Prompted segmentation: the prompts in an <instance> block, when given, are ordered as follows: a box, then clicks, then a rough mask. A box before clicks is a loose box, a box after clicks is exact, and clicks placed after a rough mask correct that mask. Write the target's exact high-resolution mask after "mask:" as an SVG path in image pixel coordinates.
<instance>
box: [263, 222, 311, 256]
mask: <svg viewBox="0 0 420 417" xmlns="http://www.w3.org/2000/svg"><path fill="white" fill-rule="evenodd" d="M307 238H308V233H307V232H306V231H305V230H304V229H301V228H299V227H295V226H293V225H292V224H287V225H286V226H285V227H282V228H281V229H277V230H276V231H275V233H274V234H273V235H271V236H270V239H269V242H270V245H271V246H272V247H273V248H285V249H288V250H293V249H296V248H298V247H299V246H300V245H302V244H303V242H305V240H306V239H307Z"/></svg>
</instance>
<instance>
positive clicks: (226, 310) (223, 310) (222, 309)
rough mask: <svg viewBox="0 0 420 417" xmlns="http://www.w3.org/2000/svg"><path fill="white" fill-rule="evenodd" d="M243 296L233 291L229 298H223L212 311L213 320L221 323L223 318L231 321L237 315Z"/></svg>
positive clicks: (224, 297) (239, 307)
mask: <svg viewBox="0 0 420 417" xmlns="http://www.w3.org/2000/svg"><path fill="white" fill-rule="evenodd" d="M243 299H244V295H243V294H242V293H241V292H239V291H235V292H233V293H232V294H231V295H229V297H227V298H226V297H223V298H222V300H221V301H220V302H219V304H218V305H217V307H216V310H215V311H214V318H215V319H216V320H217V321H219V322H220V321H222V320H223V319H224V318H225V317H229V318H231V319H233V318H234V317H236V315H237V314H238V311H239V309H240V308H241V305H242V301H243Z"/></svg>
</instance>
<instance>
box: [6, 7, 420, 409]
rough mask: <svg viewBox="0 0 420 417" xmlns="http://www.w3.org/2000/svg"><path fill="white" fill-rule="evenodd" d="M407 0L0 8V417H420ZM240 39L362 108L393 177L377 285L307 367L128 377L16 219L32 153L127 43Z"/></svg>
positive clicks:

_ _ _ _ _

◆ Exercise
Down to the last line, repeat the data exactly.

◆ Result
Prompted segmentation: the prompts in an <instance> block, when given, are ordered as follows: a box, then clicks, then a rough mask. A box before clicks is a loose box, a box after clicks is exact, and clicks placed after a rough mask correct that mask. Write the target's exact high-resolution mask after "mask:" as an SVG path in image pixel coordinates.
<instance>
box: [263, 222, 311, 256]
mask: <svg viewBox="0 0 420 417" xmlns="http://www.w3.org/2000/svg"><path fill="white" fill-rule="evenodd" d="M307 238H308V233H307V232H306V231H305V230H304V229H301V228H299V227H295V226H293V225H292V224H287V225H286V226H285V227H282V228H281V229H277V230H276V231H275V233H274V234H273V235H271V236H270V239H269V242H270V245H271V246H272V247H273V248H285V249H288V250H293V249H296V248H298V247H299V246H300V245H302V244H303V242H305V240H306V239H307Z"/></svg>
</instance>
<instance>
positive clicks: (226, 310) (223, 310) (222, 309)
rough mask: <svg viewBox="0 0 420 417" xmlns="http://www.w3.org/2000/svg"><path fill="white" fill-rule="evenodd" d="M243 296L233 291L229 298H223L212 311L213 320L221 323L223 318L231 321L237 315Z"/></svg>
positive clicks: (224, 297) (239, 307)
mask: <svg viewBox="0 0 420 417" xmlns="http://www.w3.org/2000/svg"><path fill="white" fill-rule="evenodd" d="M243 299H244V295H243V294H242V293H241V292H239V291H235V292H233V293H232V294H231V295H229V297H227V298H226V297H223V298H222V300H221V301H220V302H219V304H218V305H217V307H216V310H215V311H214V318H215V319H216V320H217V321H219V322H220V321H222V320H223V319H224V318H225V317H229V318H231V319H233V318H234V317H236V315H237V314H238V311H239V309H240V308H241V305H242V301H243Z"/></svg>
</instance>
<instance>
box: [6, 7, 420, 409]
rough mask: <svg viewBox="0 0 420 417" xmlns="http://www.w3.org/2000/svg"><path fill="white" fill-rule="evenodd" d="M407 0L0 8V417H420ZM240 39L362 108L393 177L377 285L307 367L128 377L16 219L32 153L127 43Z"/></svg>
positive clicks:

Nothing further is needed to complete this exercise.